◆ Extracted text ◆
------
Can a Witness Change Deposition Testimony
Given during an Interpreted Deposition?

Yes, It’s Possible to Change Deposition Testimony of a Foreign Witness for Whom English is Not the Native Language, and Legal Translators Can Help

We’ve blogged about deposition interpreting services for translating testimony of foreign witnesses for whom English is not the native language.  We know that legal depositions involving non-English-speaking deponents are an art form all unto themselves. They require a massive amount of preparation, and even then you will invariably be faced with a surprise answer at the interpreted deposition. An interesting question when it comes to depositions, however, is what happens when a witness for whom English is not the native language wants to change his or her deposition testimony, based on a language barrier.

Stated differently, can a non-English speaking witness – giving deposition answers through a deposition interpreter – change his or her testimony after the fact? The answer to that question involves a look at the rules, the policy, and some of the cases that have confronted similar issues of after-the-fact deposition changes.

To Correct or Not to Correct a Deposition Transcript

This article will give a little taste of what is relevant in that discussion. Also, remember that when it comes to any legal issue that involves non-English speaking clients, witnesses, or even other lawyers, the service you should turn to is All Language Alliance, Inc.  We specialize in all types of legal translation services – both oral and written – to ensure that your deposition with a non-English speaker goes without a hitch. Call us at 303-470-9555 to learn about all the ways in which we can solve your foreign-language litigation issues.

Witnesses Changing Their Deposition Answers After the Deposition – Oh, It Happens

Few attorneys would even think of submitting an after-the-fact errata sheet that substantively changes, rewrites, or contradicts answers given during an interpreted deposition under oath. However, it does occur, and the relevant court rules in many jurisdictions allow for such errata sheet changes.

For example, in the Texas case of Texaco, Inc. v. Pursley, the court allowed the defendant to make over 100 changes to his deposition testimony. The court ultimately provided the jury in that case with both the original oral deposition testimony, and the corrected answers. Then, the jury was left to decide the credibility of the witness and which version, if either, should be believed.

In another Texas case, Gilcrease v. Hartford, a doctor gave a set of corrected answers after his sworn deposition. The corrected answers were completely contrary to the answers first given. The doctor stated that he was “very busy,” “worn out,” and “confused” during the deposition as a justification for the corrections. In that case, however, the court refused to allow the corrected answers to go before the jury. The appeals court, however, commented that the trial court should have allowed both sets to go before the jury.

Two Different Approaches to Substantive Deposition Testimony Changes

Federal Rule of Civil Procedure 30(e) is the model for many states’ rules on this issue. Specifically, Rule 30(e) provides that litigants can make “changes in form or substance” with regard to deposition testimony.
------
[Excerpts from a detection dataset]
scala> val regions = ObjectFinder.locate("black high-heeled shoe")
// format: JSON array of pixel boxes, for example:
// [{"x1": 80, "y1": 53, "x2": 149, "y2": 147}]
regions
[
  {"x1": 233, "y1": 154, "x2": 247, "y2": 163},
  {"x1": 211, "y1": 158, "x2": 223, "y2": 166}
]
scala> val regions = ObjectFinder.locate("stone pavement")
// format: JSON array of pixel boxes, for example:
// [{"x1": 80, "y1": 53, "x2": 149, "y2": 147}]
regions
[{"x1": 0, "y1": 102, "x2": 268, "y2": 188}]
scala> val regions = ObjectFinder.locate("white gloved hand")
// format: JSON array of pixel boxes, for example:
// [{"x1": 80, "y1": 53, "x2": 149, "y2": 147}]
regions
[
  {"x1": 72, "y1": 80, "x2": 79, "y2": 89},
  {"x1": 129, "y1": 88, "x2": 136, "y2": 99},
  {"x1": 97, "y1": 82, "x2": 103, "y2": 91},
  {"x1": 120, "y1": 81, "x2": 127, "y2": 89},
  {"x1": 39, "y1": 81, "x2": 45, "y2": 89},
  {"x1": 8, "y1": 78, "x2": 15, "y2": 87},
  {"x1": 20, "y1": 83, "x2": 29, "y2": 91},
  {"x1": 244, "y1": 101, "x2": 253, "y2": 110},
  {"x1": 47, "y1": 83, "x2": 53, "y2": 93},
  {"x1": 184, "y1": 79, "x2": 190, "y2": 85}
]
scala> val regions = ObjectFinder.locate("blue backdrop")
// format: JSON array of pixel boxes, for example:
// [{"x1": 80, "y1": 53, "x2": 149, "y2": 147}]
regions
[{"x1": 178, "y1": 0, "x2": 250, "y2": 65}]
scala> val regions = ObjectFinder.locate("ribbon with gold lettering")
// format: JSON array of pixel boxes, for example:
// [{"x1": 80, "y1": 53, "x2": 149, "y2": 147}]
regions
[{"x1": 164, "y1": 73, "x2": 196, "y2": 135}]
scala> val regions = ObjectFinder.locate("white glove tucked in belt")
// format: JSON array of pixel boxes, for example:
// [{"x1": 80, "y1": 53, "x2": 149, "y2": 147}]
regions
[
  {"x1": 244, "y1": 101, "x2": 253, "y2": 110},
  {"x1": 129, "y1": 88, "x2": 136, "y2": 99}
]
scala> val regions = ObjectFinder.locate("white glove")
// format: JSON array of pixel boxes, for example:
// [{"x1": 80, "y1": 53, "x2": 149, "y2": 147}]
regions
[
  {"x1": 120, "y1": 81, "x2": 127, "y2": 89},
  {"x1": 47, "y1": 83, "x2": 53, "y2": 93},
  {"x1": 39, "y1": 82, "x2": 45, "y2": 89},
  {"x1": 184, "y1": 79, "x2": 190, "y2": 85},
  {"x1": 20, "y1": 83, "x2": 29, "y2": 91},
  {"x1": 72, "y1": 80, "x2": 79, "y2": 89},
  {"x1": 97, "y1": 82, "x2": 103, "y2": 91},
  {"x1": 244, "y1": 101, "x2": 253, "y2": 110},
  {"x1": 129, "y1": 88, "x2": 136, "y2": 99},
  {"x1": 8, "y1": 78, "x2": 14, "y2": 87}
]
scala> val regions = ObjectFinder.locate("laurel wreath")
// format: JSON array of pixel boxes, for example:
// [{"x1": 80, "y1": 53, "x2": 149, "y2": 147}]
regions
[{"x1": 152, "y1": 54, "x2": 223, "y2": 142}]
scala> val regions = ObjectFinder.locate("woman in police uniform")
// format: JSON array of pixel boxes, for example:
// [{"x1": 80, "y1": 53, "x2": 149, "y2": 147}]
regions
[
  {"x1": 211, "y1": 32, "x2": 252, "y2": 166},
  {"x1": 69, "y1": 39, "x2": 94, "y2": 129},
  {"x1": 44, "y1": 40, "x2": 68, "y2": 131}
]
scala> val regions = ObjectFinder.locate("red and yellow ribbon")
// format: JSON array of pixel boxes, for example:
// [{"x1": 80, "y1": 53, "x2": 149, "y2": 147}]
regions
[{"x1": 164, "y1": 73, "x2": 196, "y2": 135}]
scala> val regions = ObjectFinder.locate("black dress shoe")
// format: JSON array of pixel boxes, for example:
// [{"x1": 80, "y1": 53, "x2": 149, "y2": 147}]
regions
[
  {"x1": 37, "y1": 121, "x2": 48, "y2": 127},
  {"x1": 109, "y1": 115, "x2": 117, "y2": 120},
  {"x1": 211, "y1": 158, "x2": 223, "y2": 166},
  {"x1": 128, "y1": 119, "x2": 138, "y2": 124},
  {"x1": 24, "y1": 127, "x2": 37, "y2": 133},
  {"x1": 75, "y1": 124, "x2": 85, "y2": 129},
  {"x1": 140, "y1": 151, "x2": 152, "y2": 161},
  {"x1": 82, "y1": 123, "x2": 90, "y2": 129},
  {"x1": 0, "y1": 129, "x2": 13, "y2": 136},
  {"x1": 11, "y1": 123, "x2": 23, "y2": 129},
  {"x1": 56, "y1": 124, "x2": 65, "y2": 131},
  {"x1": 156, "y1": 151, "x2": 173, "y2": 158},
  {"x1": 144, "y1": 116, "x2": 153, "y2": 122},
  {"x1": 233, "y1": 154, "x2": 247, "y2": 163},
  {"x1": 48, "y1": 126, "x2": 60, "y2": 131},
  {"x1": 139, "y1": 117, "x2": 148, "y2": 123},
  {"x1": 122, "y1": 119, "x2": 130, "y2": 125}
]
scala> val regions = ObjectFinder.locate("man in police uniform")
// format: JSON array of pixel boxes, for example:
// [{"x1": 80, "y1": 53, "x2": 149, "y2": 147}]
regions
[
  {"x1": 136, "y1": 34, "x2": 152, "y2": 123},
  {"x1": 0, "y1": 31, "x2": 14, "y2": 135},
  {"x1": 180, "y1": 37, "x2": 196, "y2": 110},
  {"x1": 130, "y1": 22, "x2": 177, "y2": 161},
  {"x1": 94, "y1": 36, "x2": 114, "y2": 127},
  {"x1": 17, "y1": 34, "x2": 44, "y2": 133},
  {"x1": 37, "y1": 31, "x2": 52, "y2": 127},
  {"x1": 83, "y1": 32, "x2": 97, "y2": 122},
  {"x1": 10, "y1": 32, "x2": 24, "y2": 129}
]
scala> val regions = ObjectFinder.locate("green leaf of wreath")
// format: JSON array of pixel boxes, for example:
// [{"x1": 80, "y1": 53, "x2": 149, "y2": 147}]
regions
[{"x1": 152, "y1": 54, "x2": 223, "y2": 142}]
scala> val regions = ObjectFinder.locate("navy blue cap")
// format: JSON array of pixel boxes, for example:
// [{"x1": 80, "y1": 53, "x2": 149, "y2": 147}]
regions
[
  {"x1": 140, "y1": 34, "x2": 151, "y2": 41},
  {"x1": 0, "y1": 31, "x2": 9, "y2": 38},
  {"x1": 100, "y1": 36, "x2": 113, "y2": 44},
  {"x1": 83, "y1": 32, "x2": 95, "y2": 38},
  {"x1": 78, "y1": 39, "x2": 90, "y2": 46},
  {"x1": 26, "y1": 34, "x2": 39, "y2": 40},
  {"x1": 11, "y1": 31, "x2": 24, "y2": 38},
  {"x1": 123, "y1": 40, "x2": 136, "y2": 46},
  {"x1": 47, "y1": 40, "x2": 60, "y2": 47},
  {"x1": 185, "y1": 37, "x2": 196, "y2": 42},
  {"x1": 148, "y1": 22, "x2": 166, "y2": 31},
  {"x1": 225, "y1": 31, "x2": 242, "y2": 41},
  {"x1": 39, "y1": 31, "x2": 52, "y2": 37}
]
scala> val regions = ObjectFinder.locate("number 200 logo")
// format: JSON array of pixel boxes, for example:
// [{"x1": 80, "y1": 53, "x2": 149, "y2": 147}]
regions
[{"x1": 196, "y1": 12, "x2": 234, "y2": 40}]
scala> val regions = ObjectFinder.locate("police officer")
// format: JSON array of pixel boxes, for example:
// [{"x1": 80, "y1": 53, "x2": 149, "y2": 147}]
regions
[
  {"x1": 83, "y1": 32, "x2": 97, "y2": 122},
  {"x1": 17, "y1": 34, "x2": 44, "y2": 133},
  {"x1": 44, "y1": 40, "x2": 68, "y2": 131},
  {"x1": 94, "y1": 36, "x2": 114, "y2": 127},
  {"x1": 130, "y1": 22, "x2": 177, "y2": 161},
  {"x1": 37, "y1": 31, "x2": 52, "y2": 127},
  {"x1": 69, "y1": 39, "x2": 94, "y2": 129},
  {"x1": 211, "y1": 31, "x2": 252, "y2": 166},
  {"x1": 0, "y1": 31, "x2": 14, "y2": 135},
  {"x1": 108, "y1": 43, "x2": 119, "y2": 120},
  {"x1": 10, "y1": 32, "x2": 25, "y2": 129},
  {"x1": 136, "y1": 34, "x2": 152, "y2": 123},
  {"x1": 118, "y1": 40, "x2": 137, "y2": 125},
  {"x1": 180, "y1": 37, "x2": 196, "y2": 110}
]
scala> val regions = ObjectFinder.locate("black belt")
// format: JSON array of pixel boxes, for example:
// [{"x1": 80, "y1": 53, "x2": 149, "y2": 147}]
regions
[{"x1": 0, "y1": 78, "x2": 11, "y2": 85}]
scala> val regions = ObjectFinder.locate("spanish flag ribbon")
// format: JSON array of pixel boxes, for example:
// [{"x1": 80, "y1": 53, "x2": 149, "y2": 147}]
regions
------
◆ Actions to take ◆
1/ Extract every line of the records that contains the string "shoe", and treat uppercase and lowercase letters as different.
2/ Go on with the article on changing interpreted deposition testimony, starting right after its final sentence.

◆ Answers to the exercises ◆
1/
scala> val regions = ObjectFinder.locate("black high-heeled shoe")
scala> val regions = ObjectFinder.locate("black dress shoe")

2/
Of course, changes in “form” provide very few points of friction in a case. They usually amount to changes to correct misspellings, typos, and errors in transcription. Changes in “substance,” however, create serious litigation issues, and courts have generally taken two divergent approaches to the problem.

In fact, the two cases discussed above are good examples of the two divergent approaches. The first approach, exemplified by the Texaco case, is sometimes referred to as the “broad” or “textual” approach, because it has a broad reading of “substance.” Oftentimes, a broad reading will result in the court providing both original and corrected answers, leaving the credibility determination up to the fact finder.

The second approach, exemplified by the trial’s decision in the Gilcrease case, sometimes referred to as the “policy-based” or “narrow” approach, takes a very strict reading of errata sheets. This approach does not typically allow deposition witnesses to change what they said, what they meant, or what they wished they said.

Alleged Translation Errors Fall Somewhere in the Middle Between “Form” and “Substance”

While lawyers must be prepared for the legal landmines, depending on the jurisdiction, as to whether a court will take the “broad” or “narrow” approach to deposition changes, a non-English speaker wanting to change an answer adds another layer of problems.

A non-English speaking witness asking to change an answer due to a translation misunderstanding is not quite a change in the “form” of the deposition transcript. It is not a misspelling or typo. Yet, it is also not quite a change in the “substance” of a deposition answer, because the witness may not actually be changing an answer. He or she may simply be clarifying the same, consistent answer that just happened to be mistranslated, or was a response to a mistranslated question.

In sum, the problem of a non-English speaker wanting to make a correction under Rule 30(e) or similar state rule analogue, presents a unique problem.

Wohlstein v. Aliezer – Some Helpful Insight

This unique issue was touched upon in the 2010 case of Wohlstein v. Aliezer. In that case, a subcontractor undermined his own case in his response to a question during his deposition. He later provided an errata sheet, stating that he misunderstood the deposing lawyer’s questions because his native language was not English. The trial court initially dismissed the case due to the subcontractor’s “admission,” yet the appeals court – following the “broad” approach – allowed the case to go to trial. Both the original and corrected answers were provided to the fact finder, so it could evaluate the subcontractor’s credibility.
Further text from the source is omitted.